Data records
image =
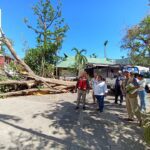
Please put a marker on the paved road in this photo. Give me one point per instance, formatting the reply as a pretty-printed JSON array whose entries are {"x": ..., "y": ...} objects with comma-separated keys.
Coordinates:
[{"x": 50, "y": 123}]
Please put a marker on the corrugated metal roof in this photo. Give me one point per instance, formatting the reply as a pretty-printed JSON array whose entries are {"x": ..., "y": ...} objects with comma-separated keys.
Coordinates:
[{"x": 69, "y": 62}]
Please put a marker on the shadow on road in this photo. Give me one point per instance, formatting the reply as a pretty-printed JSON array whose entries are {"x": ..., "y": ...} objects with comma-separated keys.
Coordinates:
[{"x": 79, "y": 130}]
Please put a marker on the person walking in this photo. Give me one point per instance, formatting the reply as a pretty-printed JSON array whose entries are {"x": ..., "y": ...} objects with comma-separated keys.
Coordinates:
[
  {"x": 82, "y": 87},
  {"x": 141, "y": 92},
  {"x": 118, "y": 88},
  {"x": 93, "y": 85},
  {"x": 130, "y": 88},
  {"x": 100, "y": 92}
]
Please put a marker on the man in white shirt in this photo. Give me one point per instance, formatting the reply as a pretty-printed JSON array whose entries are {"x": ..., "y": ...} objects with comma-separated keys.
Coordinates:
[
  {"x": 100, "y": 92},
  {"x": 93, "y": 85},
  {"x": 141, "y": 92}
]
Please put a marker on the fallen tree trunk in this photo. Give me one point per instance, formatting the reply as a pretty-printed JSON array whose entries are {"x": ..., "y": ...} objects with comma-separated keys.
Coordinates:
[
  {"x": 28, "y": 83},
  {"x": 31, "y": 74},
  {"x": 32, "y": 92}
]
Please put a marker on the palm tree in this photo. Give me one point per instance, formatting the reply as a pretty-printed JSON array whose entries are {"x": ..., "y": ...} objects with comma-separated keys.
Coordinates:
[
  {"x": 93, "y": 55},
  {"x": 80, "y": 59}
]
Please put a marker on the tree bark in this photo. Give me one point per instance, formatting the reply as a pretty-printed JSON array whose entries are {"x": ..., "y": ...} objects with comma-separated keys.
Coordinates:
[{"x": 46, "y": 81}]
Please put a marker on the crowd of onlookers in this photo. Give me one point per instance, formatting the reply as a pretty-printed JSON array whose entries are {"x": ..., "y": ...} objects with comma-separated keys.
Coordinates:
[{"x": 127, "y": 84}]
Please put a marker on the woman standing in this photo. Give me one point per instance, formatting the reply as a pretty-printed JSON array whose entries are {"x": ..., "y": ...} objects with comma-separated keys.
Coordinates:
[
  {"x": 141, "y": 92},
  {"x": 100, "y": 92}
]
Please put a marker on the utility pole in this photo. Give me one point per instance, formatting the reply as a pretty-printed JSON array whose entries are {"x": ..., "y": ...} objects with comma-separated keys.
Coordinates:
[
  {"x": 0, "y": 28},
  {"x": 105, "y": 44}
]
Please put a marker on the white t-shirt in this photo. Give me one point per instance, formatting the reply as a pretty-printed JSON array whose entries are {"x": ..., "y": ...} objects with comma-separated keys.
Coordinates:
[
  {"x": 100, "y": 88},
  {"x": 142, "y": 84}
]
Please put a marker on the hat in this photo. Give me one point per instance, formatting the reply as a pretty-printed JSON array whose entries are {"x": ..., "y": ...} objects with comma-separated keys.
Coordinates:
[{"x": 119, "y": 71}]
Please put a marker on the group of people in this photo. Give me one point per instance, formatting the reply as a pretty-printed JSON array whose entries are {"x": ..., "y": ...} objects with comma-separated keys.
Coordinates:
[
  {"x": 99, "y": 87},
  {"x": 127, "y": 85}
]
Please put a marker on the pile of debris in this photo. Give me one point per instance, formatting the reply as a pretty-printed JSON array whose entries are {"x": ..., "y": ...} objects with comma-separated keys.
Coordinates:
[{"x": 32, "y": 83}]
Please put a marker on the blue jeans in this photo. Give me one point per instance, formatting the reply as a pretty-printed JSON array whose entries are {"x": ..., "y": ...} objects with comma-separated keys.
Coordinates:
[
  {"x": 100, "y": 100},
  {"x": 142, "y": 99}
]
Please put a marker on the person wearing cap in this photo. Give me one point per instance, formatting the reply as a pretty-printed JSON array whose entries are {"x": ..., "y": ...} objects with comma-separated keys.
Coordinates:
[
  {"x": 118, "y": 88},
  {"x": 130, "y": 89},
  {"x": 82, "y": 87},
  {"x": 93, "y": 85},
  {"x": 141, "y": 92}
]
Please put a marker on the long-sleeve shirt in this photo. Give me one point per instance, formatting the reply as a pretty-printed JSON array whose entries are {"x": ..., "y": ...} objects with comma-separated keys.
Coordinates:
[
  {"x": 142, "y": 84},
  {"x": 100, "y": 88}
]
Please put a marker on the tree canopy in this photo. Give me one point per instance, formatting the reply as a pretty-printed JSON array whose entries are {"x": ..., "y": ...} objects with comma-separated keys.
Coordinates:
[
  {"x": 137, "y": 42},
  {"x": 50, "y": 30}
]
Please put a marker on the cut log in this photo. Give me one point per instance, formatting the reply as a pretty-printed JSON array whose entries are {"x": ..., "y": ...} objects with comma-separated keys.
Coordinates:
[
  {"x": 28, "y": 83},
  {"x": 32, "y": 92}
]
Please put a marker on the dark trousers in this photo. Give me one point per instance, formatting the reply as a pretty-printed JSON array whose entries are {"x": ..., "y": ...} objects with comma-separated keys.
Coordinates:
[
  {"x": 100, "y": 100},
  {"x": 116, "y": 98},
  {"x": 117, "y": 94}
]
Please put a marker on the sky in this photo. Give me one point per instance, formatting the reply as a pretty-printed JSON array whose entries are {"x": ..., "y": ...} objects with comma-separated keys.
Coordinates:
[{"x": 91, "y": 23}]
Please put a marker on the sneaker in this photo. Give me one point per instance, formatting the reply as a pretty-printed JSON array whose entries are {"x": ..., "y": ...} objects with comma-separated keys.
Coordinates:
[
  {"x": 77, "y": 108},
  {"x": 84, "y": 108}
]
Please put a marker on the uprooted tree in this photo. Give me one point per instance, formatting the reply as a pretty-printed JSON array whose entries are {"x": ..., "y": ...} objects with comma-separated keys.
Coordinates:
[
  {"x": 54, "y": 85},
  {"x": 50, "y": 30}
]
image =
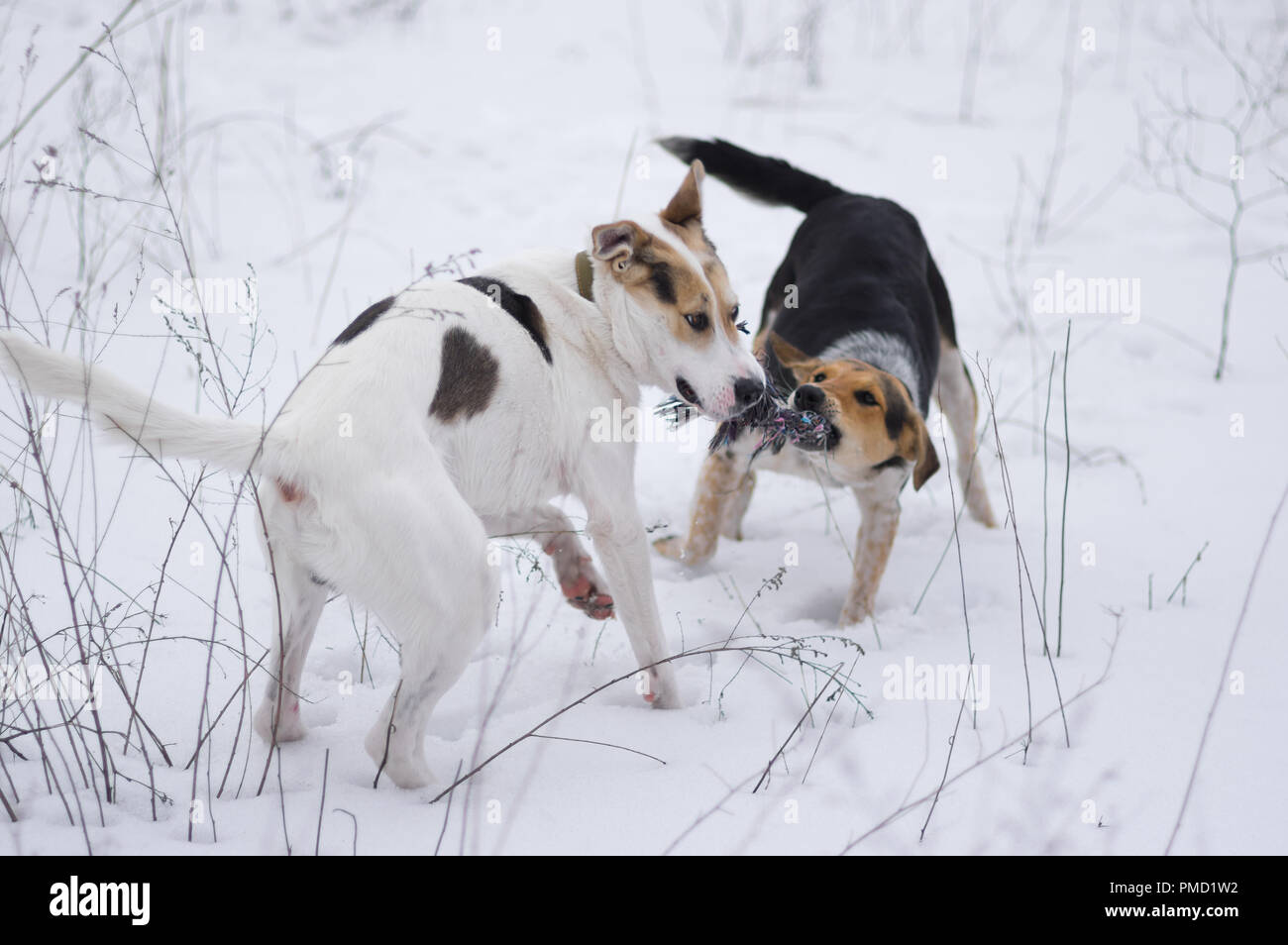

Work instruction: The required output is each line above restated verbatim, with all images omitted.

Response:
image =
Please put a marker on the paved road in this photo. Give me one point per instance, formatting the reply as a pretty-printed JSON array whose entries are {"x": ..., "y": ...} objects with comma-separated keys.
Coordinates:
[{"x": 50, "y": 123}]
Please put a marker on the corrugated metal roof in this photo. Give me one point per instance, formatting the reply as a pretty-printed JSON array whose entries are {"x": ..., "y": ...} objects with comma-separated keys.
Coordinates:
[{"x": 69, "y": 62}]
Please put a marker on the shadow on road in this photo. Give me one point per instance, formatting the reply as a pretty-printed JSON array whose entries are {"x": ..., "y": ...} objects with comma-separated keys.
Coordinates:
[{"x": 79, "y": 130}]
Please put a marker on the person walking in this photo. Give me one point per instance, formatting the reply as a pretty-printed JSON array whose entries are {"x": ..., "y": ...} objects with comma-separated keys.
Coordinates:
[
  {"x": 82, "y": 87},
  {"x": 141, "y": 92},
  {"x": 118, "y": 88},
  {"x": 93, "y": 85},
  {"x": 130, "y": 88},
  {"x": 100, "y": 92}
]
Please put a marker on the man in white shirt in this photo. Give me one point per instance, formatting the reply as a pretty-printed JSON array whose entries are {"x": ..., "y": ...} objects with comma-separated keys.
Coordinates:
[
  {"x": 100, "y": 92},
  {"x": 93, "y": 85},
  {"x": 141, "y": 92}
]
Please put a marker on the fallen tree trunk in this photo. Give me one point per instance, formatting the reply as a pretty-printed JSON array whose entries are {"x": ..., "y": ...} objects with comma-separated keys.
Coordinates:
[
  {"x": 28, "y": 83},
  {"x": 31, "y": 74},
  {"x": 32, "y": 92}
]
Please put a marker on the palm tree in this photo. Give me one point per instance, formatting the reply as a pretty-printed JSON array whose entries are {"x": ..., "y": ...} objects with comma-separated keys.
Coordinates:
[
  {"x": 93, "y": 55},
  {"x": 80, "y": 59}
]
Please put a marker on the tree bark in this photo. Give me one point per instance, formatting the reply as a pretty-printed JSON array whose entries are {"x": ..., "y": ...} objects with comma-separated keys.
Coordinates:
[{"x": 46, "y": 81}]
Please put a marker on the crowd of onlookers in this photo. Give me one point per instance, formatting the reply as a pretty-printed JSON array whose entries are {"x": ..., "y": ...} objects with comma-separated keys.
Coordinates:
[{"x": 127, "y": 84}]
Please put a marker on the woman standing in this photo. Give me one point per instance, formatting the reply as a pretty-printed JSON array whose entries are {"x": ..., "y": ...} objects with comma-separated keys.
Coordinates:
[
  {"x": 141, "y": 92},
  {"x": 100, "y": 92}
]
Please put a marker on the utility pole in this photo. Give me one point per instance, formatting the reply as a pretty-printed JSON array whose entries are {"x": ..., "y": ...} objects with comma-separated keys.
Coordinates:
[
  {"x": 0, "y": 28},
  {"x": 105, "y": 44}
]
Please put a marker on the white t-shirt in this photo. Give me one point per instance, formatting the reply as a pretty-printed JSON array whose entries are {"x": ..., "y": ...} objects with comma-separated keys.
Coordinates:
[
  {"x": 100, "y": 88},
  {"x": 142, "y": 84}
]
Please put a marker on the hat in this photo. Give me one point per instance, formatting the reply as a pretty-printed JSON array whose entries are {"x": ..., "y": ...} objects with comma-separated keys.
Coordinates:
[{"x": 119, "y": 71}]
Please put a marker on the group of people in this photo. Give me one point per instance, formatting the reply as a pretty-printed JSON array whose entries are {"x": ..., "y": ...} objects with comma-separated keys.
Coordinates:
[
  {"x": 99, "y": 87},
  {"x": 127, "y": 85}
]
Please put a marker on the pile of debris in this photo. Give me one point per instance, formatting the reply as a pretty-printed JSON array whose entries are {"x": ..., "y": ...} objects with comma-separated keys.
Coordinates:
[{"x": 32, "y": 83}]
Please put a marker on the blue jeans in this photo. Give me one point per instance, formatting the reply as a pretty-printed JSON array whose entries are {"x": ..., "y": ...} objects with comma-separated keys.
Coordinates:
[
  {"x": 100, "y": 100},
  {"x": 142, "y": 99}
]
Please put a marker on the person wearing cap in this photo. Give me one point per instance, formatting the reply as a pretty-printed JSON array whose entries are {"x": ..., "y": ...} objects with comma-separated keys.
Coordinates:
[
  {"x": 118, "y": 88},
  {"x": 130, "y": 89},
  {"x": 82, "y": 87},
  {"x": 93, "y": 85},
  {"x": 141, "y": 92}
]
Please put a marker on the long-sleeve shirt in this photo. Give me one point per instance, formatting the reply as a pretty-printed JSON array whose entries are {"x": ..., "y": ...} objects with comma-separated keys.
Coordinates:
[
  {"x": 142, "y": 84},
  {"x": 100, "y": 88}
]
Please put a marker on the tree canopy in this photo. Give me one point per instance, formatting the reply as a pretty-printed JSON array whose entries are {"x": ..., "y": ...} objects with comma-separated keys.
Coordinates:
[
  {"x": 137, "y": 42},
  {"x": 50, "y": 30}
]
Please put a marker on the cut log in this photo. Give me one point per instance, formatting the reply as a pretty-printed JSON array whose entries are {"x": ..., "y": ...} objects with comma-separated keys.
Coordinates:
[
  {"x": 28, "y": 83},
  {"x": 32, "y": 92}
]
Please put a marker on the dark trousers in this photo. Give me one point per instance, formatting the reply as a pretty-printed JSON array whose entries are {"x": ..., "y": ...} objects with comma-separated keys.
Coordinates:
[
  {"x": 100, "y": 100},
  {"x": 116, "y": 98},
  {"x": 117, "y": 94}
]
Please put a marker on the sky in this photo. Give me one point per instance, formatting the reply as a pretty-printed JSON array whose entries are {"x": ..., "y": ...} objects with comma-separated keys.
Coordinates:
[{"x": 91, "y": 23}]
Please put a marker on the sneaker in this photo. Give me one point per instance, formatting the reply as a pretty-printed JSON array whose entries are {"x": ..., "y": ...} objects with comma-separated keys.
Coordinates:
[
  {"x": 77, "y": 108},
  {"x": 84, "y": 108}
]
Please put a marker on the uprooted tree in this photo. Give me one point per instance, formatting the reply as a pretty-printed JSON array whose entries are {"x": ..., "y": ...} objects with comma-separated keys.
Coordinates:
[
  {"x": 54, "y": 85},
  {"x": 50, "y": 30}
]
image =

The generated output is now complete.